> _YANG PERLU DIKERJAKAN_
1. Salin ulang bagian teks tentang pedagang kaki lima di Tanah Abang, mulai dari kata-kata yang memuat "Responden yang diperoleh" dan berhenti setelah "Masalah PKL (Output)".
2. Teruskan teks tentang pedagang kaki lima di Tanah Abang setelah kalimat terakhirnya.

> _TEKS YANG DITAMPILKAN_
"""

Contoh kasus penanganan pedagang
kaki lima di jakarta (PKL tanah abang).
3 Persepsi Masyarakat
terhadap PKL (Input)
Responden yang diperoleh dari
wawancara menyatakan pendapat yang berbeda-beda. Diantaranya, ada
masyarakat yang beranggapan bahwa keberadaan PKL di perkotaan
bisa kita katakan tidak teratur, umunya mereka tidak tertib dan jorok karena
mereka berjualan di trotoar jalan, di
taman-taman kota, di jembatan penyebrangan, bahkan dibadan jalan, sehingga
menjadi/ penyebab kemacetan lalu lintas atau pun merusak keindahan kota.
4 Kebijakan Pemerintah Dalam
Menangani Masalah PKL (Output)
Fenomena PKL dan masalah – masalah
yang ditimbulkan PKL seperti yang telah diuraikan di atas, dianggap menyulitkan
dan menghambat pemerintah untuk mewujudkan sebuah kota yang bersih dan tertib
salah satunya, walaupun pemerintah telah membuat kebijakan Pemerintah Daerah
untuk melarang keberadaan PKL, faktanya jumlah PKL malah semakin banyak. Dan
tentu kebijakan Pemerintah Daerah tersebut memenuhi banyak kontra dari para PKL
karena kebijakan pemerintah itu dianggap tidak tepat, tidak adil dan merugikan
para PKL. Kemudian yang menambah daftar panjang permasalahan PKL ini
adalah pendekatan yang dilakukan pemerintah dalam praktiknya banyak menggunakan
kekerasan. Pendekatan kekerasan yang akan dilakukan pemerintah justru akan
menjadi boomerang bagi pemerintah itu sendiri, sehingga akan timbul
ketidakstabilan, anarkisme, dan ketidaktentraman yang dampaknya justru akan
menurunkan citra pemerintah sebagai pembuat kebijakan. Yang paling menarik
menurut kami dari adanya permasalahan PKL ini adalah karena PKL menjadi sebuah
dilema tersendiri bagi pemerintah.
Di satu sisi PKL sering
mengganggu tata ruang kota, disisi lain PKL menjalankan peran sebagai Shadow Economiy. Kita juga harus melihat bahwa PKL memiliki beberapa
segi positif, salah satunya adalah memberikan kemudahan mendapatkan barang
dengan harga terjangkau. Apabila Indonesia ingin bebas dari PKL maka pemerintah
harus memberikan lapangan pekerjaan yang layak dan lebih baik kepada para PKL
tersebut, dan juga memberikan alternatif tempat membeli barang dengan harga
yang murah khususnya pada warga golongan menengah bawah. Apabila masyarakat
dipaksakan untuk membeli barang yang harganya lebih tinggi daripada membeli di
PKL maka daya beli masyarakat akan berkurang dan akan merembet pada bidang lain
terutama kesehatan dan pendidikan.

"""

> _KUTIPAN SUMBER_
"""

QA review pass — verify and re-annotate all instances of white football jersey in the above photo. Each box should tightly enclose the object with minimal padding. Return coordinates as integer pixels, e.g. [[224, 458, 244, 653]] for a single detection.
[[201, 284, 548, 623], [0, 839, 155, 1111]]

"""

> _SOAL TERJAWAB_
1.
Responden yang diperoleh dari
wawancara menyatakan pendapat yang berbeda-beda. Diantaranya, ada
masyarakat yang beranggapan bahwa keberadaan PKL di perkotaan
bisa kita katakan tidak teratur, umunya mereka tidak tertib dan jorok karena
mereka berjualan di trotoar jalan, di
taman-taman kota, di jembatan penyebrangan, bahkan dibadan jalan, sehingga
menjadi/ penyebab kemacetan lalu lintas atau pun merusak keindahan kota.
4 Kebijakan Pemerintah Dalam
Menangani Masalah PKL (Output)

2.
Apabila kita berbicara
mengenai kebijakan – kebijakan yang dibuat pemerintah pasti mempunyai alas hak
(aturan hukum) atau didasarkan pada asas legalitas, yaitu bahwa pemerintah tunduk
pada undang-undang.
Kebijakan
publik mempunyai arti serangkaian tindakan yang ditetapkan dan dilaksanakan
atau tidak dilaksanakan oleh pemerintah yang mempunyai tujuan atau berorientasi
pada tujuan tertentu demi kepentingan seluruh masyarakat.
Berbicara mengenai kebijakan
pemerintah berarti di sini adalah segala hal yang diputuskan pemerintah.
Definisi ini menunjukkan bagaimana pemerintah memiliki otoritas untuk membuat
kebijakan yang bersifat mengikat. Dalam proses pembuatan kebijakan terdapat dua
model pembuatan, yang bersifat top-down dan bottom-up.
Idealnya proses pembuatan kebijakan hasil dari dialog antara masyarakat dengan
pemerintah, sehingga kebijakan tidak bersifat satu arah.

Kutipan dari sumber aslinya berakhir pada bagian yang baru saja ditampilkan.